Reproduce the following entries exactly, leaving nothing out.

EXERCISE INPUTS START

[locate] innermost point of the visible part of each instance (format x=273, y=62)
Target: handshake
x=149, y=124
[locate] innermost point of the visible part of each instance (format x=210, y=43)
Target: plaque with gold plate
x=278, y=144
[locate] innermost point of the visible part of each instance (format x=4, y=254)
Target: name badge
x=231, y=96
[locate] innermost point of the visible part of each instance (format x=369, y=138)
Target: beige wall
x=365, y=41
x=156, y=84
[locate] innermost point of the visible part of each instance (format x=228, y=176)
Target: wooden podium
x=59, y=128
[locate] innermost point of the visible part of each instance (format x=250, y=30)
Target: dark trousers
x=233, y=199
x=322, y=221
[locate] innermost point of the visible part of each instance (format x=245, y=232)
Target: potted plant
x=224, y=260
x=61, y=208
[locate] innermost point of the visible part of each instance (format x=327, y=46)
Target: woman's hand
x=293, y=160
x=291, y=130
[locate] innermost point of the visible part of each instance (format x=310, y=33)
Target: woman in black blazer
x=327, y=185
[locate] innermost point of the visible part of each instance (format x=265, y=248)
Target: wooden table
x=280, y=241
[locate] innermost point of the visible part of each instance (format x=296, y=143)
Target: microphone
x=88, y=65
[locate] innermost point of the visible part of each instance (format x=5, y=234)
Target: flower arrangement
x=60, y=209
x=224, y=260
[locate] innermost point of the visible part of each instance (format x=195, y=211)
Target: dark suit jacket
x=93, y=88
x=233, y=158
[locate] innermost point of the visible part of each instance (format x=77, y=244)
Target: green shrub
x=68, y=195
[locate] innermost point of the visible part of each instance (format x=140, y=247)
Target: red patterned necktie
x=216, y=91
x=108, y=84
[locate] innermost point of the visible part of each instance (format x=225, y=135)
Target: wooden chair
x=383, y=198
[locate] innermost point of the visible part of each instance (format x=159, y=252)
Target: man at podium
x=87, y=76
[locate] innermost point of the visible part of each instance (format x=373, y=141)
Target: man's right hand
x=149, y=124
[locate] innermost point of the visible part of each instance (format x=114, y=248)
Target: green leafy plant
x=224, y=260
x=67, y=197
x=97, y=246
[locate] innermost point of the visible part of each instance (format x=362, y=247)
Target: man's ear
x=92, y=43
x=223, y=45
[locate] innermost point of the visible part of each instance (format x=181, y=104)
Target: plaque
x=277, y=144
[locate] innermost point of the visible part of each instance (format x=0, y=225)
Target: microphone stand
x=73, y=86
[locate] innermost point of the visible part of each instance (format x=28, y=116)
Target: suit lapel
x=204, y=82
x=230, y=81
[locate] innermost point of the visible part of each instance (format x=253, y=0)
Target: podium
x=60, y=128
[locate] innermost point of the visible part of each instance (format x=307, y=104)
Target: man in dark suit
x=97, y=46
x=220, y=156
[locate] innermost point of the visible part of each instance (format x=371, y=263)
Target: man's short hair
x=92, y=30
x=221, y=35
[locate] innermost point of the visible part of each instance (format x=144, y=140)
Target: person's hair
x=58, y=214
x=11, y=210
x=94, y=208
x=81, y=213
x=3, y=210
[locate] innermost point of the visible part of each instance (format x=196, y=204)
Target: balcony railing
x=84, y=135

EXERCISE INPUTS END

ANSWER SPACE -
[locate] innermost point of the visible part of each instance (format x=273, y=62)
Target: handshake
x=149, y=124
[locate] innermost point of the visible part of each instance (format x=210, y=43)
Target: plaque with gold plate
x=278, y=144
[locate] innermost point of the visible part of each instance (format x=4, y=254)
Target: name badge
x=231, y=96
[locate] innermost point of the visible part of each instance (format x=369, y=138)
Target: beige wall
x=365, y=41
x=156, y=84
[locate] innermost point of the visible part of each instance (format x=228, y=176)
Target: wooden podium
x=59, y=128
[locate] innermost point of the visible part of each instance (format x=250, y=30)
Target: dark trousers
x=233, y=199
x=322, y=221
[locate] innermost point of the visible part of each instance (format x=245, y=232)
Target: potted plant
x=224, y=260
x=61, y=208
[locate] innermost point of the visible part of each instance (format x=327, y=46)
Target: woman's hand
x=293, y=160
x=291, y=130
[locate] innermost point of the visible part of each instance (format x=310, y=33)
Target: woman in black blazer
x=327, y=185
[locate] innermost point of the visible part of each instance (format x=265, y=248)
Target: wooden table
x=280, y=241
[locate] innermost point of the visible part of each instance (format x=296, y=143)
Target: microphone
x=88, y=65
[locate] innermost point of the visible part of each instance (format x=5, y=234)
Target: flower arrangement
x=60, y=209
x=224, y=260
[locate] innermost point of the visible part of each instance (format x=195, y=211)
Target: dark suit jacket
x=93, y=88
x=233, y=158
[locate] innermost point of the visible part of each instance (format x=77, y=244)
Target: green shrub
x=68, y=195
[locate] innermost point of the visible part of each instance (format x=140, y=247)
Target: red patterned necktie
x=216, y=91
x=108, y=84
[locate] innermost point of the visible part of each instance (format x=225, y=135)
Target: wooden chair
x=383, y=198
[locate] innermost point of the visible part of each instance (format x=159, y=252)
Target: man at podium
x=87, y=76
[locate] innermost point of the visible part of each instance (format x=373, y=141)
Target: man's right hand
x=149, y=124
[locate] innermost point of the visible part of each instance (format x=114, y=248)
Target: green leafy plant
x=224, y=260
x=67, y=197
x=97, y=246
[locate] innermost point of the visible part of each instance (format x=362, y=247)
Target: man's ear
x=92, y=43
x=223, y=45
[locate] innermost point of the visible part of each instance (format x=181, y=104)
Target: plaque
x=277, y=144
[locate] innermost point of the visible part of each instance (format x=0, y=225)
Target: microphone stand
x=73, y=86
[locate] innermost point of the visible part of each instance (format x=28, y=116)
Target: suit lapel
x=204, y=82
x=230, y=81
[locate] innermost point of the visible part of each instance (format x=253, y=0)
Target: podium
x=60, y=128
[locate] innermost point of the visible part of each instance (format x=307, y=104)
Target: man in dark suit
x=97, y=46
x=220, y=156
[locate] innermost point of the visible part of each instance (format x=371, y=263)
Target: man's short hair
x=92, y=30
x=221, y=35
[locate] innermost point of the visible part of each instance (format x=144, y=140)
Target: person's hair
x=58, y=214
x=11, y=210
x=94, y=208
x=81, y=213
x=3, y=210
[locate] innermost point of the visible part of each instance (format x=196, y=204)
Target: balcony railing
x=84, y=135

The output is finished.